WHAT IS BEING ASKED »
Can you convert every line of the items below into a JSON list of strings, one string per line, skipping blank lines and leaving out the pictures?

Rows from a box-labeling dataset:

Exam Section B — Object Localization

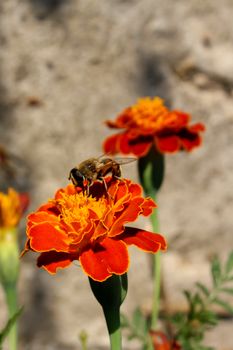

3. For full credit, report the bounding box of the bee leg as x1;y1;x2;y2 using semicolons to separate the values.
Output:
113;175;124;182
99;177;112;199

WORKED SOLUTION »
[
  "Exam Section B — Object Localization",
  "3. For full credit, report the bounding box of the bee leg as x1;y1;x2;y2 using semicolons to separate the values.",
  "Output:",
  "113;175;124;182",
  "99;177;112;199"
]